All the patients with a probability exceeding 0.6 (n= 4/17) having a mean F_EP score of 25.7 and an F_EDSS over 2.0 reached the threshold in a variable time span ranging from 1 to 20 years. On the other hand, patients with a probability lower than 0.4 (n= 10/17) and a mean F_EP score of 1.4 did not reach the threshold within a 16 years period; five of them had not reached EDSS 2.0 at the time of L_EDSS assessment, while the others had a mean TT2 of 4.2 years.
Finally, a non parametric bootstrap analysis was carried out to validate the model using the Bias Corrected and Accelerated (BCA) method in order to estimate the 95% bootstrap confidence interval for each variable (EP score CI= 0.04 to 0.15 ; TT2 CI= −0.13 to −0.29). Given that the diagnostic criteria for bootstrap analysis were fully met (low differences between predicted and observed regressors coefficients and standard errors, Gaussian shape of the bootstrap distribution), we interpreted these results as consistent with a successful prospective validation of the model.

════

Task to complete —
Answer these questions from the text under study above:
(a) What mean F_EP score did the patients with a probability exceeding 0.6 have?
(b) How many of the 17 patients had a probability lower than 0.4?
(c) Which method did the bootstrap analysis use to estimate the 95% confidence interval for each variable?

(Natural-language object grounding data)
════

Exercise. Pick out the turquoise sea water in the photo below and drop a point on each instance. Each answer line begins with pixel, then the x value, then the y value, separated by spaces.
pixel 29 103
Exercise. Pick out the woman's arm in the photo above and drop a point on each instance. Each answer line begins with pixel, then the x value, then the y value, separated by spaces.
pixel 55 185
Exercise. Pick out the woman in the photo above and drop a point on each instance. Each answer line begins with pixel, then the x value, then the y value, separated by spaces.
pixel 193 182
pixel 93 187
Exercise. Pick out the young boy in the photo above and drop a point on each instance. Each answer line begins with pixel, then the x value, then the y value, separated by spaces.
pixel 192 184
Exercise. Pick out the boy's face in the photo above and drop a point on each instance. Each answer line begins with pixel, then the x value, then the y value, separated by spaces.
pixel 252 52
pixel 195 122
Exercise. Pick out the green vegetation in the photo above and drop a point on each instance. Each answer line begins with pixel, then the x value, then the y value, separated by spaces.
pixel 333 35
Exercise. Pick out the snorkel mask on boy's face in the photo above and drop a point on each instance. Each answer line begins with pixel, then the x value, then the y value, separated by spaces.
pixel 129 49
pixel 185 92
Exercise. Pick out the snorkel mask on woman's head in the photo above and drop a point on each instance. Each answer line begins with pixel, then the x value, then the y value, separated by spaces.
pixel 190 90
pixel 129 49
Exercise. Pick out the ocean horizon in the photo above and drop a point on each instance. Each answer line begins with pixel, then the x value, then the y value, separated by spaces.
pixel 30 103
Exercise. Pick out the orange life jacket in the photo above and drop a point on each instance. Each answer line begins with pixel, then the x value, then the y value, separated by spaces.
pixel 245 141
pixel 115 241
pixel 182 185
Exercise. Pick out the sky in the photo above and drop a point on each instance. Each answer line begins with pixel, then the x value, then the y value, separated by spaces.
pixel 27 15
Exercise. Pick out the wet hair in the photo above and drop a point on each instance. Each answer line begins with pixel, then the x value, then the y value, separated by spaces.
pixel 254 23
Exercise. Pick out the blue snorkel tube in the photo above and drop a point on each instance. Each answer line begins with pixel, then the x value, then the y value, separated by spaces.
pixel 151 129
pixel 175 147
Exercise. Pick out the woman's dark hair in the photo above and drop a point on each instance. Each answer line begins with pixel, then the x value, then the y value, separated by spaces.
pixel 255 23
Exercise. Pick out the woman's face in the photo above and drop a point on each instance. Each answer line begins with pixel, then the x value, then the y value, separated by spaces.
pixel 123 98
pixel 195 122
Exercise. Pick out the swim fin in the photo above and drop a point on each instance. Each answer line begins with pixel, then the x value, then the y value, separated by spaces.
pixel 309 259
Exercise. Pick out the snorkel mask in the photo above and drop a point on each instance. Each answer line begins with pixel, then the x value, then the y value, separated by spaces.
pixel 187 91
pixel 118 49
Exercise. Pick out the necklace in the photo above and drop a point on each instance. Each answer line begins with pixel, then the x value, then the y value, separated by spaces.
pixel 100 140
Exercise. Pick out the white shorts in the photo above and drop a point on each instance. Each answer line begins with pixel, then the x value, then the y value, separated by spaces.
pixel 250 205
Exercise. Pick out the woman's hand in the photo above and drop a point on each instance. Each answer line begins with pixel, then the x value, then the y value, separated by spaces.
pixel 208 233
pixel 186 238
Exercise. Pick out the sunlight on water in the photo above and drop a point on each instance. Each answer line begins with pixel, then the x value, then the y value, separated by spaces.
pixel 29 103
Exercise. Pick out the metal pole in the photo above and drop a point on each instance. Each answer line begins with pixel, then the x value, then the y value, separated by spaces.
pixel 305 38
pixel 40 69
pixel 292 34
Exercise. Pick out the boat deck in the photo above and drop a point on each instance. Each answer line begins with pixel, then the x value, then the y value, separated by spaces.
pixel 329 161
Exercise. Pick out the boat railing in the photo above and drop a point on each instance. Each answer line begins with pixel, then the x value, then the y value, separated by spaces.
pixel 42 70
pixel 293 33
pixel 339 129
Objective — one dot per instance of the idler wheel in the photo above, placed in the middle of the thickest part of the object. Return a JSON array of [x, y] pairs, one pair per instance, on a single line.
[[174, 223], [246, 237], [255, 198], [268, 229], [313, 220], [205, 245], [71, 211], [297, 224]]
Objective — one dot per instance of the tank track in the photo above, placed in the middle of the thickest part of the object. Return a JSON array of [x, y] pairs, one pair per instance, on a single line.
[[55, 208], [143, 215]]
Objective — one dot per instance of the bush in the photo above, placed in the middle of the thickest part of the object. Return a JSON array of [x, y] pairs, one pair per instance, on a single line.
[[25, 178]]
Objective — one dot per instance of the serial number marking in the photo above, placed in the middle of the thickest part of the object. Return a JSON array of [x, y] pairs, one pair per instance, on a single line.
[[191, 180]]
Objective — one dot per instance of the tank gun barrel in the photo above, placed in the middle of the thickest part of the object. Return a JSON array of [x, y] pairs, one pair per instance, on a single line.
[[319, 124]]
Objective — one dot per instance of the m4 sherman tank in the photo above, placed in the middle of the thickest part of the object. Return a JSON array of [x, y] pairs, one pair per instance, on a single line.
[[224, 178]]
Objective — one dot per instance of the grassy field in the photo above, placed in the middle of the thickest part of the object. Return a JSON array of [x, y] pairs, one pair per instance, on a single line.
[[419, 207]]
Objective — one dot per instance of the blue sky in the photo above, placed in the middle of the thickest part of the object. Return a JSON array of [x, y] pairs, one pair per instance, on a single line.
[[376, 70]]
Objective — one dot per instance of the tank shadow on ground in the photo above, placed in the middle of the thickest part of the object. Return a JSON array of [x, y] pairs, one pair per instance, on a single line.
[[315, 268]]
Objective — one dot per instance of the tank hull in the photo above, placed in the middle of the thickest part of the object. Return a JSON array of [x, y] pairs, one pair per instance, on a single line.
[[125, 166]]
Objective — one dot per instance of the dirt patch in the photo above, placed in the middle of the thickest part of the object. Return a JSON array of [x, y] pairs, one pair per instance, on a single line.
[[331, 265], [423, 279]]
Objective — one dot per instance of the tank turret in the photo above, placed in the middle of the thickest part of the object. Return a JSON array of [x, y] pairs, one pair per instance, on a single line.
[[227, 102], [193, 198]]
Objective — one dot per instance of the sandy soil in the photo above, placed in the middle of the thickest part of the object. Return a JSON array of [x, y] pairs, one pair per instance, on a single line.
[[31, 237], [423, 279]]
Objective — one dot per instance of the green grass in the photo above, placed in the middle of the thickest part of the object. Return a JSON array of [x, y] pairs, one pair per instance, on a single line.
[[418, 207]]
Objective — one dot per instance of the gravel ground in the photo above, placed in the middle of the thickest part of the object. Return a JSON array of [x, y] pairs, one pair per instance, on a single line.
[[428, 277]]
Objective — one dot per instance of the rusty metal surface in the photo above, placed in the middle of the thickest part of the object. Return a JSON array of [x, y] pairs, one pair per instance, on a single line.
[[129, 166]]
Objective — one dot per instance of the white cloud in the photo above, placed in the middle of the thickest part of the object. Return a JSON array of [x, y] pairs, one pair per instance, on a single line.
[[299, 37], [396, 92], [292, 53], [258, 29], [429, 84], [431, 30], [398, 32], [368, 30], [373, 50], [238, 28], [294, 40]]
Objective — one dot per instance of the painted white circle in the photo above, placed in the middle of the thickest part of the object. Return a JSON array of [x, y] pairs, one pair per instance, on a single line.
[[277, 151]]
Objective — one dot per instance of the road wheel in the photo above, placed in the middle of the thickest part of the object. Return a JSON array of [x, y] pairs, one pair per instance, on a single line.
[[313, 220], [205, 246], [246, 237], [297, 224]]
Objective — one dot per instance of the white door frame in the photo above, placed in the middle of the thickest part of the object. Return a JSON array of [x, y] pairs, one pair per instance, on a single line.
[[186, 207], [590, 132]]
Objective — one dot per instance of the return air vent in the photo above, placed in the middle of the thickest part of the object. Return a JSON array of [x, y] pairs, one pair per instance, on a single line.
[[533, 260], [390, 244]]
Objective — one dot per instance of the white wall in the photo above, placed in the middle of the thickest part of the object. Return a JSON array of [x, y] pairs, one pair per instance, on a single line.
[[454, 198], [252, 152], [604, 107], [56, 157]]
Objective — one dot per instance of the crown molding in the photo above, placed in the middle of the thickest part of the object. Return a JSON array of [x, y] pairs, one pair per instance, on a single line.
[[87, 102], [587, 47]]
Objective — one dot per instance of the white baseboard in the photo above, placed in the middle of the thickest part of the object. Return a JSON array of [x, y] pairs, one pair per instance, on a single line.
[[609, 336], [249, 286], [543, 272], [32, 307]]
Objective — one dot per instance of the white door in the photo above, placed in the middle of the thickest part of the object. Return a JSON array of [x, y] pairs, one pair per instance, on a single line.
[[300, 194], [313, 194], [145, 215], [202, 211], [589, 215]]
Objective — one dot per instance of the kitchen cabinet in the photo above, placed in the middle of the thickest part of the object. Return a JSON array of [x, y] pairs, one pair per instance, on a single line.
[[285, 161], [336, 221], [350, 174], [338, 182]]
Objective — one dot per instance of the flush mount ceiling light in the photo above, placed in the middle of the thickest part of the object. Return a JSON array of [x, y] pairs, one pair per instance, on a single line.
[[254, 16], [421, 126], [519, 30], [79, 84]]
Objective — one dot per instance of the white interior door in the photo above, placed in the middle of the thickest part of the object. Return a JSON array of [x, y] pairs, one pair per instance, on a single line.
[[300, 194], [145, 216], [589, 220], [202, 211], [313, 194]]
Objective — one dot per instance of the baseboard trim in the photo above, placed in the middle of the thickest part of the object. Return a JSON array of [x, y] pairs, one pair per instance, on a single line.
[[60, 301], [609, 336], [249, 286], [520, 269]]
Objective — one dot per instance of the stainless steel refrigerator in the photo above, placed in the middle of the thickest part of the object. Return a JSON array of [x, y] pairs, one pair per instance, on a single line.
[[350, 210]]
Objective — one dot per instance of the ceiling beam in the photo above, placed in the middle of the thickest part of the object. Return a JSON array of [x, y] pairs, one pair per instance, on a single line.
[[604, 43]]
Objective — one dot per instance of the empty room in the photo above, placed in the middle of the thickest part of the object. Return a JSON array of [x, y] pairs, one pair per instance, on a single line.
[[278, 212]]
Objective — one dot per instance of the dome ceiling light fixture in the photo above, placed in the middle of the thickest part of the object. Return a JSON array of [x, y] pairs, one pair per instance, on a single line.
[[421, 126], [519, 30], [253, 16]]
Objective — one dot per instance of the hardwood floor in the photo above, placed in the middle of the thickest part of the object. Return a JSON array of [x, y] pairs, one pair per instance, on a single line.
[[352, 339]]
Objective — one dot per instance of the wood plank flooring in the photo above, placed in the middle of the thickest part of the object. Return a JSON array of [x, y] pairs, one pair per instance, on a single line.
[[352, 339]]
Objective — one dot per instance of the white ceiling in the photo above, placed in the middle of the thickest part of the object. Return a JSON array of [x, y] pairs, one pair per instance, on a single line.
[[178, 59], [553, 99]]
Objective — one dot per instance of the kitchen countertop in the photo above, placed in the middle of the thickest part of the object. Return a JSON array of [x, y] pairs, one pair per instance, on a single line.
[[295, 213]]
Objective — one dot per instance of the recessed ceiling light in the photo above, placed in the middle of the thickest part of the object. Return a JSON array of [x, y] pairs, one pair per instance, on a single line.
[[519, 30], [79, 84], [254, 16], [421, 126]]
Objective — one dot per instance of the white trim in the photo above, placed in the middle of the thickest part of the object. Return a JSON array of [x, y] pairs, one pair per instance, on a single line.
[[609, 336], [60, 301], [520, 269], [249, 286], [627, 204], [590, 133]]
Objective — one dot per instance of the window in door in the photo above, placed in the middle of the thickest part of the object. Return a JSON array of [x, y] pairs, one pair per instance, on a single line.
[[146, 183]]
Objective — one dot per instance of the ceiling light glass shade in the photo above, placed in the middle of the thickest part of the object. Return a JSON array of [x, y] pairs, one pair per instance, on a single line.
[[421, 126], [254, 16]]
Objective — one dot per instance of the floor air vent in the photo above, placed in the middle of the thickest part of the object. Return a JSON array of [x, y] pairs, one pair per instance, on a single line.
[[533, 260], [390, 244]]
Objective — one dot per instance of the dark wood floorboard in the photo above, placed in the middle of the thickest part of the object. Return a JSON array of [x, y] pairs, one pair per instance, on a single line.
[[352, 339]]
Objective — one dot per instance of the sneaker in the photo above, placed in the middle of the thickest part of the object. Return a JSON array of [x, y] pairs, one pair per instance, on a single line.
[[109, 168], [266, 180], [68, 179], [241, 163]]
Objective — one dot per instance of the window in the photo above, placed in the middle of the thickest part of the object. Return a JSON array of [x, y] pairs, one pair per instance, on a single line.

════

Written response —
(a) 25.7
(b) 10
(c) The Bias Corrected and Accelerated (BCA) method